◆ Set exercise ◆
Rewrite the records from the line containing "Target: large umbel flower head" through the end of the records, replacing "umbel flower head" with "umbel inflorescence" and leaving all other text unchanged.

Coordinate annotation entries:
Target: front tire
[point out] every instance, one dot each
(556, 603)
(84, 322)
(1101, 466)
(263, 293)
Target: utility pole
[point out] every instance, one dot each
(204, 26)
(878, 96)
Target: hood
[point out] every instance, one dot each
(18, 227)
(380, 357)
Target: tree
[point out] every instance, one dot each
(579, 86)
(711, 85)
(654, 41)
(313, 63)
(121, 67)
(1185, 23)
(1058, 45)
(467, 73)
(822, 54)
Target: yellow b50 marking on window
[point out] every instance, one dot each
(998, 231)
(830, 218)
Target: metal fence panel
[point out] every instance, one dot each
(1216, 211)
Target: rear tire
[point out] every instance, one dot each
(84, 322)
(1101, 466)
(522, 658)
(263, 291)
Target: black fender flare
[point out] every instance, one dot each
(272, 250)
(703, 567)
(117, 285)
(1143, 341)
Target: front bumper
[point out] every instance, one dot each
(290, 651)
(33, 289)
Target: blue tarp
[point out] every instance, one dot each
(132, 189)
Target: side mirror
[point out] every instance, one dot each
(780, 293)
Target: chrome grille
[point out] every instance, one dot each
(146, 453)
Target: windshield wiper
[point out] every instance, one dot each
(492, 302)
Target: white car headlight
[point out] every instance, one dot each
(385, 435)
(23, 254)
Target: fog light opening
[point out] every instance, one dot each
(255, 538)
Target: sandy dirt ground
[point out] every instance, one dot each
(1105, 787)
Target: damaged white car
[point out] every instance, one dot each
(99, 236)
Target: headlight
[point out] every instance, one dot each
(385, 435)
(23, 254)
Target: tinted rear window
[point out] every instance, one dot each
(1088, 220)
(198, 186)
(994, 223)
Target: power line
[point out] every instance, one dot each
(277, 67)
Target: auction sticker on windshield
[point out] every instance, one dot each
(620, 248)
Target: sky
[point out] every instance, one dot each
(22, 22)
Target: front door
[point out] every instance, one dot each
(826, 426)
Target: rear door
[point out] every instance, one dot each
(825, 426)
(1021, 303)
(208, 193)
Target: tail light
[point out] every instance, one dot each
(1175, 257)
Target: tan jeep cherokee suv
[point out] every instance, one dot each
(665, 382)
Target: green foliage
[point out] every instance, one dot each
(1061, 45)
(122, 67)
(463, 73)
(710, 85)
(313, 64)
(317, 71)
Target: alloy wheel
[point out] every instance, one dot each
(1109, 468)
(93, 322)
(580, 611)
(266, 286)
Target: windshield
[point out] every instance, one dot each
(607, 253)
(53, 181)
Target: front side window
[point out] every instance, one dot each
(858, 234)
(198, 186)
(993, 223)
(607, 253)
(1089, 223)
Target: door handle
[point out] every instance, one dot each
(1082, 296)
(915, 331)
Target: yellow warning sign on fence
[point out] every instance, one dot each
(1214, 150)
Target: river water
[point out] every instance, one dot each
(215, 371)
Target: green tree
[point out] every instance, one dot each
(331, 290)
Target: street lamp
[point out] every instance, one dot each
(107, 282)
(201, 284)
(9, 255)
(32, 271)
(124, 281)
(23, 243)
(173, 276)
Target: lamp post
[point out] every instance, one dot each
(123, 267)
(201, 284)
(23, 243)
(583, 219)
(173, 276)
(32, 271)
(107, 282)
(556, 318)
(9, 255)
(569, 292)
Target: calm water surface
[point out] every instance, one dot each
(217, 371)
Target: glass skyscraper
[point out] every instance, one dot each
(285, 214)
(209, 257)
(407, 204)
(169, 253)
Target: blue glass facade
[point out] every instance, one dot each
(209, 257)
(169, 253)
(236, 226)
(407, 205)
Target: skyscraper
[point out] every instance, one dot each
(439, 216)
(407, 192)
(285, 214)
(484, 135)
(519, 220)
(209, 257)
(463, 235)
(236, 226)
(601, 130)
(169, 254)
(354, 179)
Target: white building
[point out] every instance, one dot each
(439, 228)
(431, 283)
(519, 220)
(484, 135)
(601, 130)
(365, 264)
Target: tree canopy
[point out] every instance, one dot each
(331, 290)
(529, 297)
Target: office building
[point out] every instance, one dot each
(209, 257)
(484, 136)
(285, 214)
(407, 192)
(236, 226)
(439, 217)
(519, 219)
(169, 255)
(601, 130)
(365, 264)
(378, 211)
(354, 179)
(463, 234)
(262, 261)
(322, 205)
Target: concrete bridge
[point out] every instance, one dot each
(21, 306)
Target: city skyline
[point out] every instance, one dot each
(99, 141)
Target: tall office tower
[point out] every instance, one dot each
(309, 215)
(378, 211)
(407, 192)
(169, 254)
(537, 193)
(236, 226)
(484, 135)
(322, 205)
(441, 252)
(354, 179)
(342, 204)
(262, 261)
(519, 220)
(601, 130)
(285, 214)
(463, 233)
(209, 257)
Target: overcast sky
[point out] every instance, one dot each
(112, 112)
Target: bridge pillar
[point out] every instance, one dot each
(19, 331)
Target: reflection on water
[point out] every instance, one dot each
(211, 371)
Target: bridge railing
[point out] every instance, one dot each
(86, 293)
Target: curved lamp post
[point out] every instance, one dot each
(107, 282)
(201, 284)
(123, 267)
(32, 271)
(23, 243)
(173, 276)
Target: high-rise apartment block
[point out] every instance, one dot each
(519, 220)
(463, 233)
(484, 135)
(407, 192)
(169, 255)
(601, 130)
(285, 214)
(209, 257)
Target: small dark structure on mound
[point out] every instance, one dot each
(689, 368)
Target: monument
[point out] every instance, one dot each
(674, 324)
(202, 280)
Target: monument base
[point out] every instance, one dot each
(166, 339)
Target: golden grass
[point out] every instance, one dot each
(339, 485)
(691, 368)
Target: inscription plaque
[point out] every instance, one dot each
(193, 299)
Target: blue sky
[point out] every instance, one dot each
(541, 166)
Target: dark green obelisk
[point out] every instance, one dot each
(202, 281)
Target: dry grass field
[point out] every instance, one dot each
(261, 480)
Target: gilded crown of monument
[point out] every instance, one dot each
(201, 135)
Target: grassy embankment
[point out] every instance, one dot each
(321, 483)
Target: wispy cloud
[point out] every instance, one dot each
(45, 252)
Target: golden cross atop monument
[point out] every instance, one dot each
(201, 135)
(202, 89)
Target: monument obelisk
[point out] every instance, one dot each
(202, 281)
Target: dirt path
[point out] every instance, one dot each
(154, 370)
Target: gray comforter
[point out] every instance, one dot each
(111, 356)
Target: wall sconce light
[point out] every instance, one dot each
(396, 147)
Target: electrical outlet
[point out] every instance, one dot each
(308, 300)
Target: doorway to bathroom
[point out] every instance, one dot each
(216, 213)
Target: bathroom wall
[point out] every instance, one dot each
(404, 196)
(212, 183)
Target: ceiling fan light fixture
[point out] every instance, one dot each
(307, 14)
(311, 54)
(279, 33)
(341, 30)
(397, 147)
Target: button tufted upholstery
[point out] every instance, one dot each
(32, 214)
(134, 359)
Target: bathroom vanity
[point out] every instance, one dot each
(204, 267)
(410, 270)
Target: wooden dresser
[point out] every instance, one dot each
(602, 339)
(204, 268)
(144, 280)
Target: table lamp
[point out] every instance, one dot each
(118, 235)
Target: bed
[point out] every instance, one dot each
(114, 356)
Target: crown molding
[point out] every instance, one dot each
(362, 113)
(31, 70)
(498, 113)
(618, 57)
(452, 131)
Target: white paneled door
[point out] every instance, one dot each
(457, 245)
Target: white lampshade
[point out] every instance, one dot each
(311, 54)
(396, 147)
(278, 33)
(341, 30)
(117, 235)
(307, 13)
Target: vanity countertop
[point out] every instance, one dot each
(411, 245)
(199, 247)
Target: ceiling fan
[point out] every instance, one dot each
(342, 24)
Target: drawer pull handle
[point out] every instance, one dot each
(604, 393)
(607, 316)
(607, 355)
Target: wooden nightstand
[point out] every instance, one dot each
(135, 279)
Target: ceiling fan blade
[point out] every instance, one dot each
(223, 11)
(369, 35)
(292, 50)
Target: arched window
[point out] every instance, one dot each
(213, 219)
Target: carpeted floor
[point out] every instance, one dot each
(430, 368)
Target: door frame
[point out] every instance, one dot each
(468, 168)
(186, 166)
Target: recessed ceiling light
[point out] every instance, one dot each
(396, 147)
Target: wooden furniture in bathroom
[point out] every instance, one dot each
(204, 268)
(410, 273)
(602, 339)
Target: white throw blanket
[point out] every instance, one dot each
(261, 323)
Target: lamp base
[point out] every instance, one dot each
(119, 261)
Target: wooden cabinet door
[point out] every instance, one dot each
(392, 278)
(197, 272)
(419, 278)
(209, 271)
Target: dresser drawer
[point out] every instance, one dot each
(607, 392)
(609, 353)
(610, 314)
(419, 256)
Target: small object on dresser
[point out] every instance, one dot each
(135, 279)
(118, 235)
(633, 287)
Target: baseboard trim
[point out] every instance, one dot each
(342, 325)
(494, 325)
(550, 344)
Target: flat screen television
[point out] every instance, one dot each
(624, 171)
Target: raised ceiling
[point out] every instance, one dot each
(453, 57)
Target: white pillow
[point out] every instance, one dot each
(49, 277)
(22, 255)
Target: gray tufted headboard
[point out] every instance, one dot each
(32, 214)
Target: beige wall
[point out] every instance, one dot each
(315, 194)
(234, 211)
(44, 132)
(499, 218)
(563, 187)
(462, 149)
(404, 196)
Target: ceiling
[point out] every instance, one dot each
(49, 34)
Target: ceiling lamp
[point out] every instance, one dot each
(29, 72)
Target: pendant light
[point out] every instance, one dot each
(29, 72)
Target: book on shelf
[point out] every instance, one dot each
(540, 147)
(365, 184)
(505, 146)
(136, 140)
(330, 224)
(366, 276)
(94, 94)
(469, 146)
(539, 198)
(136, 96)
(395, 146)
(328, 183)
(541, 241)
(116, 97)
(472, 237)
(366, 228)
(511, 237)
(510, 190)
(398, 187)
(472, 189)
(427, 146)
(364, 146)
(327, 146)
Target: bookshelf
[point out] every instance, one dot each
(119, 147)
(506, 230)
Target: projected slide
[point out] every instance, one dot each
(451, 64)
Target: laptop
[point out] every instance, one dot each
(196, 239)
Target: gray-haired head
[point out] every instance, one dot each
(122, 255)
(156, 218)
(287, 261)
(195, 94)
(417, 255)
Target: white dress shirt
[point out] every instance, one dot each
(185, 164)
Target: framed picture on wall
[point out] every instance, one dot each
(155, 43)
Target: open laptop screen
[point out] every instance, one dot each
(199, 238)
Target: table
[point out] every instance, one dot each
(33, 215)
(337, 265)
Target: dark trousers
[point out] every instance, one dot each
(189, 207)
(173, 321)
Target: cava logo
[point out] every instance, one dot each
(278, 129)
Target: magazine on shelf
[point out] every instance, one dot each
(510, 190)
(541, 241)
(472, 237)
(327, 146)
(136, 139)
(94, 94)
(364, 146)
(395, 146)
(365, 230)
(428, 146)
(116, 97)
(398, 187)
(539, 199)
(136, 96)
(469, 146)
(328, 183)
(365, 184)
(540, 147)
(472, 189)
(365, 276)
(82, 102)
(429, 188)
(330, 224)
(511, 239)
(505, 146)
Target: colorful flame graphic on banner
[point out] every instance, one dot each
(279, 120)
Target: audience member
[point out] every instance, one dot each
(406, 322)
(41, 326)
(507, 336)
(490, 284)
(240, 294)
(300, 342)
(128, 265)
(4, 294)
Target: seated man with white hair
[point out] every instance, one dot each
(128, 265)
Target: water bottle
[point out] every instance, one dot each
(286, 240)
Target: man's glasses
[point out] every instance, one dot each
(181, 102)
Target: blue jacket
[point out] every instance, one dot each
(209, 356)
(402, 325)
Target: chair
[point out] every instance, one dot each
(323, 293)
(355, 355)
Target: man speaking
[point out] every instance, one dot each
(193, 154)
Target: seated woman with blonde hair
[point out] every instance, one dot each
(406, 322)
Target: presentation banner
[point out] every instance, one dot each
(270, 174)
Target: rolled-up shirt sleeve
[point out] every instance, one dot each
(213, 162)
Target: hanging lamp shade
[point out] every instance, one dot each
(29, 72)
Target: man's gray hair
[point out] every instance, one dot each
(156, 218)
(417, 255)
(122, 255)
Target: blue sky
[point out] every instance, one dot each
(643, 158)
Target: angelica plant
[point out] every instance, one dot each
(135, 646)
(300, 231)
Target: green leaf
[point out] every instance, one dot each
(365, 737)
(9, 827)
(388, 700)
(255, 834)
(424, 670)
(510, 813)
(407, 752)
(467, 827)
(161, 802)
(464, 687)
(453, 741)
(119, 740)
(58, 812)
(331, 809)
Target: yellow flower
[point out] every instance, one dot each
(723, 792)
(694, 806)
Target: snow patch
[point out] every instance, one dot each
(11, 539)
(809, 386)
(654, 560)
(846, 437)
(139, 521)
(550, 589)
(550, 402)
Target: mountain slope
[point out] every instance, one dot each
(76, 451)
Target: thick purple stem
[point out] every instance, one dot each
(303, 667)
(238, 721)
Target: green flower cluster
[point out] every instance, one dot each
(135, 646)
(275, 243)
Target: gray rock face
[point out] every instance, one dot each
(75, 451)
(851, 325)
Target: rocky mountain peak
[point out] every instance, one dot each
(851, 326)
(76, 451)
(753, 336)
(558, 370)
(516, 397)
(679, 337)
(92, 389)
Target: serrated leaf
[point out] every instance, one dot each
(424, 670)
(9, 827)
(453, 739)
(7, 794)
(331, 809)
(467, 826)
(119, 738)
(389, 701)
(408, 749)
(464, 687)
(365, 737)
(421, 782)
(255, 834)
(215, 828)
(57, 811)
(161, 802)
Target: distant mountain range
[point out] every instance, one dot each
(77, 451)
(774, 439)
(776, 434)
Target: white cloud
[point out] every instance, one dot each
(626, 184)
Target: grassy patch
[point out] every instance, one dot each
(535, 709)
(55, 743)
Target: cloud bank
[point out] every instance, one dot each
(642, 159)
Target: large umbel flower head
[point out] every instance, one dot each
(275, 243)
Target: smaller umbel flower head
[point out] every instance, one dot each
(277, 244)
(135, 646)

◆ Task result ◆
Target: large umbel inflorescence
[point out] every instance, one dot each
(275, 243)
Target: smaller umbel inflorescence
[point out] every instance, one dot each
(277, 244)
(135, 646)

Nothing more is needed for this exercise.